---------- Task input ----------
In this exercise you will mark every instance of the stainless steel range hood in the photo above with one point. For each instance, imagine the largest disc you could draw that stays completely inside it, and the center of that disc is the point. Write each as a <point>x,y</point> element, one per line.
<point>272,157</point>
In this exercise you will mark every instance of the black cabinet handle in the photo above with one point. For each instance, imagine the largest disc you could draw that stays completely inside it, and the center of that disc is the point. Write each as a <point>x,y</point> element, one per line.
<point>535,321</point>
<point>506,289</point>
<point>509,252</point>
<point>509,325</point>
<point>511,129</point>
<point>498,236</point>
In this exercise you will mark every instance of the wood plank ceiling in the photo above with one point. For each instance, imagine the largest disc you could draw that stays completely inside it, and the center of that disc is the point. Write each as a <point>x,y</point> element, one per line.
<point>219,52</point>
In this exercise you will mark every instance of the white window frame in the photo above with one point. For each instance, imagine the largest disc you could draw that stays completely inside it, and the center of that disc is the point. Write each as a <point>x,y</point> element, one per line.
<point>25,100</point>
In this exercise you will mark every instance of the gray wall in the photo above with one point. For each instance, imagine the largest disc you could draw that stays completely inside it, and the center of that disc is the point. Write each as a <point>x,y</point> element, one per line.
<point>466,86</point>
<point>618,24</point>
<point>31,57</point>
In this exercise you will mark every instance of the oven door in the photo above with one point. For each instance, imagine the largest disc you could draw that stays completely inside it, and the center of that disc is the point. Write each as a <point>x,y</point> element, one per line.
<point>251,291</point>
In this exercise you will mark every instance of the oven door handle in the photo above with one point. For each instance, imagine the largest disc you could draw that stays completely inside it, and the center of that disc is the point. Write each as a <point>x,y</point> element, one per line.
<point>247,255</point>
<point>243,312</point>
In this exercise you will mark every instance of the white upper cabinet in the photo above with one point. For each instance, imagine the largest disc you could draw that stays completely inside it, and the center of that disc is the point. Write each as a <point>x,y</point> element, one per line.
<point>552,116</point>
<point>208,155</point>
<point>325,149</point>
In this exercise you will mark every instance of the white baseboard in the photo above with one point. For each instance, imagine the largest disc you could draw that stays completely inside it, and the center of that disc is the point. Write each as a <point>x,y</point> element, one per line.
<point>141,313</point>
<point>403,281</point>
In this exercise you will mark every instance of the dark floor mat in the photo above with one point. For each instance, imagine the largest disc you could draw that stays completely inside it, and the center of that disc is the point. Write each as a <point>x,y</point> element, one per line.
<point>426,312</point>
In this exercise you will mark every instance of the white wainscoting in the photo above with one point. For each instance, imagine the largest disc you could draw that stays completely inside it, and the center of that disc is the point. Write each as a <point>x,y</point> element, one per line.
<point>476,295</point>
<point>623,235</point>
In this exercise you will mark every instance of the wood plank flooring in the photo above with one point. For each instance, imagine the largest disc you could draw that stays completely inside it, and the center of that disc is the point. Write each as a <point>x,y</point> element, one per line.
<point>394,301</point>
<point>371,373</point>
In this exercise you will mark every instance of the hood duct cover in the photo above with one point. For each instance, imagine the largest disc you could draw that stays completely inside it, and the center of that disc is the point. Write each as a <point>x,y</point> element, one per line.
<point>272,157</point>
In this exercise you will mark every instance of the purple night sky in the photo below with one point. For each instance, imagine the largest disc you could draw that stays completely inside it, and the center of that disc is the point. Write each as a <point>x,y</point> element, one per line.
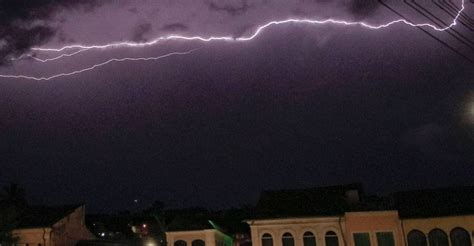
----------
Task instructions: Should a record include a picture, omit it from your copy and return the rest unchanged.

Answer space:
In this exercise you will mark every instance of the stainless steel range hood in the photo above with one point. For each instance, imagine the largest disc you could draw that stays completely inside it, and the center of that disc is the point. Write each as a <point>x,y</point> element, one per line.
<point>272,157</point>
In this exercise you will mark every instance of the black cabinet handle in the photo above with one point. For each instance, imagine the largest disc you could draw that stays completely inside it, and the center of that disc is the point. Write each as a <point>x,y</point> element, one per line.
<point>535,321</point>
<point>506,289</point>
<point>509,252</point>
<point>509,325</point>
<point>511,129</point>
<point>498,236</point>
In this exercise you will mark every instance of the wood plank ceiling in the photo above with one point. For each instance, imagine the largest disc you could draw that stays completely inside it, and the center of that disc is the point. Write each as a <point>x,y</point> element, one per line.
<point>219,52</point>
In this exercise you will mark every instance of the white window frame in the photo above with one point. For each instance, imagine the largest disc you could draw that stays completely inside it, and the center of that disc is the point. Write each as a <point>x,y</point> element, one per line.
<point>25,100</point>
In this exercise you will mark every instance of the gray wall in the photo above with one point. For each instance, imagine the largest disc you could draw that stays completely inside it, and the center of that disc is the point. Write each as a <point>x,y</point> element, one per line.
<point>466,86</point>
<point>618,24</point>
<point>31,57</point>
In this exercise you will mark every instance of the oven door in the photo above with one point. For each instance, imagine the largest disc you could draw that stays completely inside it, and the center of that disc is the point. Write each as a <point>x,y</point> element, one per line.
<point>251,291</point>
In this exercise you will mark every instance of the oven door handle in the photo above with one point. For each instance, imagine the largest disc you could draw that stays completely inside it, and the center of that disc is the point. Write each as a <point>x,y</point> element, one per line.
<point>247,255</point>
<point>243,312</point>
In this exercise you will mark every instance of the white upper cabinet in the photo above with one point. For each instance, imagine the largest disc you could draw that stays completely inside it, and the center of that disc is the point. Write each as a <point>x,y</point> element, one per line.
<point>552,116</point>
<point>208,155</point>
<point>325,149</point>
In this exercise you will mark every instance of the white baseboard in the photo above with one point. For each instance, imagine the largest disc you could draw that stays completely inside it, and the center of that disc is the point. Write each as a <point>x,y</point> element, one per line.
<point>141,313</point>
<point>403,281</point>
In this exercise you will mark every instance of the dark floor mat in the photo above with one point. For each instance, imagine the largest disc you could draw that stays completely inside it, and the center of that disc is the point. Write each as a <point>x,y</point> element, one per line.
<point>426,312</point>
In this exercise you will mark every instance of the white wainscoting in the photo above with one point. For each instance, imagine the largest disc you could draw that stays completely inside it, and the center of that disc is the point. Write each as a <point>x,y</point> element, one per line.
<point>476,295</point>
<point>623,235</point>
In this exercise you will mark every instance of the wood plank flooring in the photo above with one point. For each instance, imagine the largest disc you could draw that stays completely inside it, and the center of that disc is the point. Write each as a <point>x,y</point> element, one per line.
<point>394,301</point>
<point>371,373</point>
In this exercise you will mark every instance of the hood duct cover in the photo above with one point. For each instance, imagine the largest disc you could draw that stays completely inside it, and the center of that disc is the point. Write each as a <point>x,y</point> element, one per line.
<point>272,157</point>
In this exercise you will mark every instance of the purple night sky in the photo below with one point. For each instance, imagine the largest disc you could draw that stays completely inside it, and the center of that disc is the point. Write each as a <point>x,y</point> element, one per line.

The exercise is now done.